Sul prossimo vertice tra Abu Mazen ed Ehud Olmert pubblichiamo due articoli.
Dal GIORNALE del 9 marzo 2007 la realistica analisi di Fiamma Nirenstein:
Domenica il premier israeliano Ehud Olmert incontrerà il presidente dell’Autonomia palestinese Abu Mazen; tra pochi giorni a Bagdad si terrà il summit in cui Condoleezza Rice parlerà direttamente con iraniani e siriani sulla sicurezza in Irak; fra tre settimane ci sarà il summit arabo di Riad in cui i sauditi dovrebbero rinfrescare la loro proposta di pace del 2002.
Prima di avventurarsi in previsioni e speranze di qualche passo avanti, però, sarà bene guardarsi intorno nel Medio Oriente per cercare di capire cosa succede tra Israele e i palestinesi. Anche il ministro degli Esteri italiano Massimo D’Alema dovrebbe cercare di farlo senza gli occhiali dell’ideologia: tra i leader europei è quello che più di ogni altro ha deciso che di fatto l’accordo della Mecca dell’8 febbraio fra Hamas e Fatah ha significato l’implicito riconoscimento dello Stato d’Israele; e che di conseguenza l’Europa, che insiste sulle condizioni del Quartetto (riconoscimento di Israele, fine del terrorismo, rispetto degli accordi già raggiunti), deve riaprire le strade diplomatiche e i cordoni della borsa. La strada palestinese racconta chiaramente lo stato delle cose: a Khan Yunis, all’ingresso del negozietto di musica di Mohammed al Shaer c’è un avviso: quelle vendite sono haram, proibite dall’Islam. Mohammed non ci ha fatto caso finché una bomba gli ha fatto saltare in aria il negozio. Intorno, decine di Internet café, negozi di musica e farmacie sono saltati in aria da ottobre. Volantini con le rivendicazioni di un gruppo, «La spada dell’islam», hanno fatto parlare della branca di Al Qaida installatasi a Gaza, ma la radicalizzazione religiosa in realtà ha origine dal grande potere di Hamas.

-*-

▶ _COMPITI RICHIESTI_
**1.** Elenca le condizioni del Quartetto citate nel testo sul vertice tra Olmert e Abu Mazen.
**2.** Prosegui il testo sul vertice tra Olmert e Abu Mazen a partire dalla fine dell'ultima frase.

▶ _DATI GREZZI_
-*-

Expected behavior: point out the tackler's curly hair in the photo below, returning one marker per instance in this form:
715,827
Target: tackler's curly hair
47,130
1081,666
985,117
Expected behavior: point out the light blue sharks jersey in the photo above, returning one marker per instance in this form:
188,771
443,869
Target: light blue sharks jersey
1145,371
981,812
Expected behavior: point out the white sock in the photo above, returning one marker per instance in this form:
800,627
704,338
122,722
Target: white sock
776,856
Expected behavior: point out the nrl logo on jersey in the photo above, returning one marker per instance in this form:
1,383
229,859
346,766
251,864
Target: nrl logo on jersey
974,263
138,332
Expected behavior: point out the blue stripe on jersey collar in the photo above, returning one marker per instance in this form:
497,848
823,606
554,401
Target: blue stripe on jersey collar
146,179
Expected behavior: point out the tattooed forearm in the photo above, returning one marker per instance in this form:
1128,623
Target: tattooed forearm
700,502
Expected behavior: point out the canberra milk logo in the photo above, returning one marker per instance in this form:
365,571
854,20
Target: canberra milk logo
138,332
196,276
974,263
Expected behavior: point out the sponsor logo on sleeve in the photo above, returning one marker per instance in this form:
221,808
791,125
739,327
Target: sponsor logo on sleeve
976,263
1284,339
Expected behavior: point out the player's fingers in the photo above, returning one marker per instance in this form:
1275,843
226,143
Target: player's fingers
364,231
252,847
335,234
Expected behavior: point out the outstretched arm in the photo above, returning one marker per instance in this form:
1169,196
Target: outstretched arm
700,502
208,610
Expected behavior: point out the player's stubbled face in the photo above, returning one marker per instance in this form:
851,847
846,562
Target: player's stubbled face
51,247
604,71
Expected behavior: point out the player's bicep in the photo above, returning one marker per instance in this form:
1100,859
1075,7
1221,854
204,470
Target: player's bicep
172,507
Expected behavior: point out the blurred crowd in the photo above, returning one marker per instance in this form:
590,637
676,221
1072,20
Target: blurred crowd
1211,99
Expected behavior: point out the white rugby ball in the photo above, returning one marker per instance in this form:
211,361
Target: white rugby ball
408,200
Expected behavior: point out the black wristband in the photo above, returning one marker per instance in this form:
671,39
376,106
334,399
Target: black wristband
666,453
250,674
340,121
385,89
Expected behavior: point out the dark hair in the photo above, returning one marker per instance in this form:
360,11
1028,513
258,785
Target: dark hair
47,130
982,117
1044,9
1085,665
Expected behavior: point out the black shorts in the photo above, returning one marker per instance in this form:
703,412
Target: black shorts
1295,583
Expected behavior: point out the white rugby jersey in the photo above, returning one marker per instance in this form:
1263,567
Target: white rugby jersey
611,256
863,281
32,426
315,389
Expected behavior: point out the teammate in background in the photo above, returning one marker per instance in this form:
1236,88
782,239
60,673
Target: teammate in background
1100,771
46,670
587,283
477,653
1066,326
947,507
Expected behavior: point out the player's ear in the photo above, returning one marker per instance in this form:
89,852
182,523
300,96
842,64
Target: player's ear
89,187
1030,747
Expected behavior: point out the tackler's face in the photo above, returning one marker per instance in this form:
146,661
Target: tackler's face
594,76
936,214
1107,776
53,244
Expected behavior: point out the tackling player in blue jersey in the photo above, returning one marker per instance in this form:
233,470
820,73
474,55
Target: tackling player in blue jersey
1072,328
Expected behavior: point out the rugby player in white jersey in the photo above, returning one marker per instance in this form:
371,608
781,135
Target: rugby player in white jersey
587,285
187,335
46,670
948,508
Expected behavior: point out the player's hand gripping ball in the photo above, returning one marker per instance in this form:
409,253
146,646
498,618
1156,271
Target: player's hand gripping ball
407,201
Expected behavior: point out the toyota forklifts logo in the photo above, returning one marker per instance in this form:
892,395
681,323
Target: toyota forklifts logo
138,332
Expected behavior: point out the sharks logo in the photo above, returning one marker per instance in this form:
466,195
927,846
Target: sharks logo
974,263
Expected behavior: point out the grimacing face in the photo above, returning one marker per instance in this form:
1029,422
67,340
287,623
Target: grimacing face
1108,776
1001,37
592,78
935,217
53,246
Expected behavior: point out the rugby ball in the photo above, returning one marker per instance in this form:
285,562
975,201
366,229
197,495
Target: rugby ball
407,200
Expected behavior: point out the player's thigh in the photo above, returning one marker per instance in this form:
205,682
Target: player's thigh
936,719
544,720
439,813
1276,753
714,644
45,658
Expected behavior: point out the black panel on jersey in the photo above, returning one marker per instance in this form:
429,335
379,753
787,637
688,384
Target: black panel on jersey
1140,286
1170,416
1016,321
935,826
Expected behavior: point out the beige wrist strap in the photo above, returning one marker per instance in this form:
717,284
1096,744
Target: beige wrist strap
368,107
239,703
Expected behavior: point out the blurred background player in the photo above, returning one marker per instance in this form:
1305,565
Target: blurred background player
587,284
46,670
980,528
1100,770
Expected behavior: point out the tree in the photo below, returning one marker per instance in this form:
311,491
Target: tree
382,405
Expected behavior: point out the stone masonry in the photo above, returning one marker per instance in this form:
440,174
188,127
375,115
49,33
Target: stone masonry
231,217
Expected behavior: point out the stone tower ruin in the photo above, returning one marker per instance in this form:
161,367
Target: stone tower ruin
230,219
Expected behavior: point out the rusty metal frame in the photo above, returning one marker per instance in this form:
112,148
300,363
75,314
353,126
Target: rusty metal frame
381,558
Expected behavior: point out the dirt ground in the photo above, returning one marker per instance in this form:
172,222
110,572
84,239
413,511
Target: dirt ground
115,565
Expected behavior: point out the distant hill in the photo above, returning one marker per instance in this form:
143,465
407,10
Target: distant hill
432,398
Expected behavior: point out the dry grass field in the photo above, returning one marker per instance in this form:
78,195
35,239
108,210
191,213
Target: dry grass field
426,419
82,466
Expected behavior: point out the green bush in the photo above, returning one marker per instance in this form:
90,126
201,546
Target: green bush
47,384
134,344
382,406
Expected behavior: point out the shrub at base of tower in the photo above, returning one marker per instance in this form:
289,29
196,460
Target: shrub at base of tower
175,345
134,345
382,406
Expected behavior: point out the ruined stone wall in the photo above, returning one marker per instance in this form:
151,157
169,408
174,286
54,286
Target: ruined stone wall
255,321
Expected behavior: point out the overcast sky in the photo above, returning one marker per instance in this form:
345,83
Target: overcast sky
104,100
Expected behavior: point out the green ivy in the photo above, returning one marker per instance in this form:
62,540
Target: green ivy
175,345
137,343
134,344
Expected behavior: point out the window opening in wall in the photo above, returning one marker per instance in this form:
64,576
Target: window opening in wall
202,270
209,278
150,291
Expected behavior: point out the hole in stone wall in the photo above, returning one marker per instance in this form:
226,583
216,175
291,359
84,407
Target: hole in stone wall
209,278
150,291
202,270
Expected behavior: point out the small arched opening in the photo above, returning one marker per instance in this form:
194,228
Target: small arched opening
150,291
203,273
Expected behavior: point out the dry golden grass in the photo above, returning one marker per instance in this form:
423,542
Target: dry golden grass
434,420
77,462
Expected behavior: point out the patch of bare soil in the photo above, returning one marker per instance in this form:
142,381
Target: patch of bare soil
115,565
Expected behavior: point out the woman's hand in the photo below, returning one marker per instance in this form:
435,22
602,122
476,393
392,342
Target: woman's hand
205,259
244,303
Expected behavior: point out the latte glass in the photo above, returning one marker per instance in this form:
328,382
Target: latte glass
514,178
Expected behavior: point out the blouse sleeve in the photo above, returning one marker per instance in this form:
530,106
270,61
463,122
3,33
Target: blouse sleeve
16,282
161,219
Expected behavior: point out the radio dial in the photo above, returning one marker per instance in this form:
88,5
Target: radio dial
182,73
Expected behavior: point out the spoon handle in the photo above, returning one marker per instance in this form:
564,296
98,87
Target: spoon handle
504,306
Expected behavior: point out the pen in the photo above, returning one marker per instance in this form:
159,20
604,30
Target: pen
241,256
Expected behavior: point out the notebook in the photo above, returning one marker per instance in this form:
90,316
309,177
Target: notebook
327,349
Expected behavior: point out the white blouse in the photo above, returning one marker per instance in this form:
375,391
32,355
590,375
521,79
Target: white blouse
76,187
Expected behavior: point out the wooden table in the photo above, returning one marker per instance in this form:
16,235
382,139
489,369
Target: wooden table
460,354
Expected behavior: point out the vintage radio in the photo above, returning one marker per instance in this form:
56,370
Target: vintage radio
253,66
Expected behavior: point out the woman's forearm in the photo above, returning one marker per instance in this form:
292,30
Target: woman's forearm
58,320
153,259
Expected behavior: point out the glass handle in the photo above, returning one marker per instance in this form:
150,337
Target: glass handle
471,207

-*-

▶ _RISULTATI PER COMPITO_
**1.**
- riconoscimento di Israele
- fine del terrorismo
- rispetto degli accordi già raggiunti

**2.**
Anche i delitti d’onore hanno avuto un picco. E il ministero dell’Educazione ha ordinato di togliere dal mercato un’antologia di famose storie popolari narrate da donne palestinesi perché, dice il ministro Nasser Shaer, il libro «è pieno di espressioni sessuali». Il fatto che Hamas, che sta per formare un governo
Fatah, si impegni a consolidare nei Territori palestinesi un piccolo Iran sunnita, dimostra che ha acquistato una forza che lo guida nelle sue scelte anche di politica interna, che rispecchia la sua determinazione a riconquistare all’Islam tutta la Terra, «dal fiume al mare», come dicono. Hamas è sicuro che il suo messaggio egemonico integralista sia anche un «asset» strategico che dà coesione e rapporti internazionali utili, un vantaggio per la vittoria totale. Lo testimonia anche l’integralismo dei libri di testo delle scuole, mirati alla costruzione di una mente palestinese jihadista e alla sparizione di Israele. Il mondo palestinese non si aspetta la pace, né la richiede. Un ministro del precedente governo di Fatah, Abu Ali Shahini, ha risposto alle critiche di Al Zawahiri, il vice di Bin Laden, sui contatti di Abu Mazen con gli americani dicendo: «Fate a Bush quello che volete, vi auguriamo il successo... Noi combattiamo gli americani e li odiamo più di voi». Ma nuove voci sostengono che «Hamas è pronto a una tregua», e l’Occidente si mette in religioso ascolto, fino alla prossima decisa, indignata smentita.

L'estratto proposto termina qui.